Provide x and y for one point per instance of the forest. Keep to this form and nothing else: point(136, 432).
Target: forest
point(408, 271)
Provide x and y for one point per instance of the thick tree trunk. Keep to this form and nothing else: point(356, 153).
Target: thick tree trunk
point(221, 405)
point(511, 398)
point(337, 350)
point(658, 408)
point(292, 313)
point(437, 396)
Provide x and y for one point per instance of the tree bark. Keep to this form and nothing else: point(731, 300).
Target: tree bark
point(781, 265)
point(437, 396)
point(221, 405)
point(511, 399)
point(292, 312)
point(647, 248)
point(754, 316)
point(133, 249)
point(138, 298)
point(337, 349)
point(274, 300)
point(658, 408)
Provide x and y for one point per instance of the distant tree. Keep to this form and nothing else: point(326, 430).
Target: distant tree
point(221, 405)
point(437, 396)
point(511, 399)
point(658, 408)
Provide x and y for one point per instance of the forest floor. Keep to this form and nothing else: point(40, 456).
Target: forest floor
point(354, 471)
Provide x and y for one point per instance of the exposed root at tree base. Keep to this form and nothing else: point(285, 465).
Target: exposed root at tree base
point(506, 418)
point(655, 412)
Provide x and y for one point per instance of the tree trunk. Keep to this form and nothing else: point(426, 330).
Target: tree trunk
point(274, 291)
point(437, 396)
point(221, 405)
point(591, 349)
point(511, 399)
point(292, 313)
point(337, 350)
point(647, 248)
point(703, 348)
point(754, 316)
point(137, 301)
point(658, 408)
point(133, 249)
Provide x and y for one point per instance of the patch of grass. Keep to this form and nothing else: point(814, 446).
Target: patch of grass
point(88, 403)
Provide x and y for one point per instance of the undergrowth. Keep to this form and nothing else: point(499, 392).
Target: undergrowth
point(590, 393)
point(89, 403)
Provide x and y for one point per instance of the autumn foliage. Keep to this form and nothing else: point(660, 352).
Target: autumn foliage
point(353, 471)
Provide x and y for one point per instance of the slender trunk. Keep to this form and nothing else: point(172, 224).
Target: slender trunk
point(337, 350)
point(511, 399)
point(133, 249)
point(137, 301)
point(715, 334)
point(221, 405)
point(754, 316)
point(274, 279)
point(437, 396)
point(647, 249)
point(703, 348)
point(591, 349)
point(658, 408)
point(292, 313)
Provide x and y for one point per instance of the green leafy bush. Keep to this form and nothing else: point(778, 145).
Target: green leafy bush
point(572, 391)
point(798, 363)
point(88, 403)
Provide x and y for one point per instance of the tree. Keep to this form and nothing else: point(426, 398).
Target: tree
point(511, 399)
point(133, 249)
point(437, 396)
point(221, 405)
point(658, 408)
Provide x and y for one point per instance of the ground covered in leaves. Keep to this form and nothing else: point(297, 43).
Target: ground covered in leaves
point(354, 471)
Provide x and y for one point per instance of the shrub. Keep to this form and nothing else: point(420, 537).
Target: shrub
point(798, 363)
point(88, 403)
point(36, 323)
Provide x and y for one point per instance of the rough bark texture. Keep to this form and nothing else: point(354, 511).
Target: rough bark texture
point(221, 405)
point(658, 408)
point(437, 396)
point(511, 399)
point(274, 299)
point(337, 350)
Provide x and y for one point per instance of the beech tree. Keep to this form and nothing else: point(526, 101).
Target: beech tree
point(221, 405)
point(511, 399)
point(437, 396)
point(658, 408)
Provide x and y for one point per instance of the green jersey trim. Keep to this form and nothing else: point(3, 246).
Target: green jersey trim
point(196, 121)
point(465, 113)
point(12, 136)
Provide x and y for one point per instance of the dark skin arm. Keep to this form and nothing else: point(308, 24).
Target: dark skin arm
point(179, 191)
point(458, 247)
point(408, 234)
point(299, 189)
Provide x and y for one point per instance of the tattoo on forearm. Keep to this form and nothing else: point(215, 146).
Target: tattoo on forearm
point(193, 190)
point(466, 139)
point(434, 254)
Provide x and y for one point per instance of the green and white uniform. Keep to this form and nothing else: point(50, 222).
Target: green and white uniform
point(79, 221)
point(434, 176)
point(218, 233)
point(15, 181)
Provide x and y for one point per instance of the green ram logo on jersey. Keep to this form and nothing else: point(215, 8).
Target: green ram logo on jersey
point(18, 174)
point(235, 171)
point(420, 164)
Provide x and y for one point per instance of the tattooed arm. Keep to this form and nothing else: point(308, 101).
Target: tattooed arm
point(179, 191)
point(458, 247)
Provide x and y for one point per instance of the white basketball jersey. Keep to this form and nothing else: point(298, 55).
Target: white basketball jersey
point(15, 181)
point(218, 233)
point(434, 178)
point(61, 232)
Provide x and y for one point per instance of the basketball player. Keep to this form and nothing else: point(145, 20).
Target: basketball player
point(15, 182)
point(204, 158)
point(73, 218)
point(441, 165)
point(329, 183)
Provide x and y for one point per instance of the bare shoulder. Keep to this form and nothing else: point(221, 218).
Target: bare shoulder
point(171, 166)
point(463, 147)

::::::::

> _Stated exercise_
Reproduce every one of the rows above, substituting "Use only this format" for each occurrence of "Keep to this form and nothing else" and leaving all else unchanged.

> _Answer below_
Provide x and y for one point per instance of the forest. Use only this format: point(136, 432).
Target: forest
point(408, 271)
Provide x and y for one point per instance of the thick tree trunk. Use only this format: point(356, 153).
Target: thick tree trunk
point(221, 405)
point(511, 398)
point(337, 350)
point(658, 408)
point(292, 313)
point(437, 396)
Provide x and y for one point per instance of the tree bark. Use only this format: point(731, 300).
Target: tree bark
point(781, 265)
point(437, 396)
point(221, 405)
point(511, 399)
point(292, 312)
point(647, 248)
point(754, 316)
point(133, 249)
point(138, 298)
point(337, 349)
point(274, 300)
point(658, 408)
Provide x and y for one point per instance of the distant tree. Use only this format: point(326, 430).
Target: distant tree
point(221, 405)
point(437, 396)
point(511, 399)
point(658, 408)
Provide x and y for one point per instance of the forest floor. Use only this format: point(40, 456).
Target: forest floor
point(354, 471)
Provide x and y for one point per instance of the exposed root at tree base. Use only this format: point(285, 465).
Target: exposed root at tree base
point(506, 418)
point(655, 412)
Provide x and y for one point per instance of the tree trunk. Use only this format: point(426, 330).
Target: tree trunk
point(274, 291)
point(437, 396)
point(221, 405)
point(591, 349)
point(511, 399)
point(292, 313)
point(337, 350)
point(647, 248)
point(703, 348)
point(754, 316)
point(137, 301)
point(658, 408)
point(133, 249)
Provide x and y for one point per instance of the patch of grass. Use only this format: point(814, 446).
Target: patch of grass
point(88, 403)
Provide x and y for one point per instance of the undergrowth. Use only this format: point(499, 392).
Target: undergrowth
point(590, 393)
point(89, 403)
Provide x and y for one point per instance of the autumn foliage. Use only this format: point(660, 352).
Target: autumn foliage
point(353, 471)
Provide x and y for one point per instance of the slender trunk. Use only this format: point(172, 224).
Target: slender trunk
point(337, 350)
point(511, 399)
point(133, 249)
point(137, 301)
point(715, 334)
point(221, 405)
point(754, 316)
point(274, 279)
point(437, 396)
point(647, 249)
point(703, 348)
point(591, 349)
point(658, 408)
point(292, 313)
Provide x and y for one point per instance of the green leafy bush. Use only this format: point(778, 145).
Target: green leafy bush
point(572, 391)
point(798, 363)
point(88, 403)
Provide x and y for one point per instance of the tree. Use only this format: point(426, 398).
Target: tree
point(511, 399)
point(133, 249)
point(437, 396)
point(221, 405)
point(658, 408)
Provide x and y for one point per instance of the ground covered in leaves. Use only this format: point(297, 43).
Target: ground covered in leaves
point(354, 471)
Provide x and y for one point per instance of the shrub. Use only this format: point(420, 537).
Target: shrub
point(798, 363)
point(88, 403)
point(36, 323)
Provide x and y for one point per instance of the rough bark texture. Use only this format: point(354, 511).
Target: rough bark texture
point(221, 405)
point(658, 408)
point(437, 396)
point(511, 399)
point(274, 299)
point(337, 350)
Provide x and y for one point per instance of the beech tree. Use only this format: point(526, 101).
Target: beech tree
point(221, 405)
point(511, 399)
point(437, 396)
point(658, 408)
Provide x and y for one point per instance of the green jersey trim. Use only this format: point(3, 246).
Target: green jersey trim
point(196, 121)
point(465, 113)
point(12, 136)
Provide x and y for one point per instance of the dark skin arm. Use only this format: point(308, 24).
Target: dark skin arm
point(179, 191)
point(458, 247)
point(408, 234)
point(299, 189)
Provide x and y for one point per instance of the tattoo on forearm. Use only this format: point(215, 146).
Target: tattoo on forearm
point(193, 190)
point(466, 139)
point(434, 254)
Provide x and y for one point per instance of the green and white uniform. Use only this format: point(50, 222).
Target: green and white uniform
point(79, 221)
point(434, 176)
point(218, 233)
point(15, 181)
Provide x and y for one point per instance of the green ram logo on jersey. Use only this format: point(215, 8).
Target: green ram logo on jersey
point(18, 174)
point(235, 171)
point(420, 164)
Provide x and y for one point per instance of the tattooed arm. Use only this format: point(308, 101).
Target: tattooed arm
point(179, 191)
point(458, 247)
Provide x and y for one point per instance of the white basketball jersey. Use only this format: point(298, 55).
Target: white basketball jersey
point(15, 181)
point(218, 233)
point(434, 178)
point(61, 232)
Provide x and y for one point per instance of the basketball player. Use only this format: point(145, 20).
Target: basketball player
point(15, 182)
point(204, 158)
point(73, 218)
point(441, 165)
point(329, 183)
Provide x and y for one point per instance of the bare shoulder. Use only this format: point(221, 218).
Target: bare shoulder
point(171, 166)
point(463, 147)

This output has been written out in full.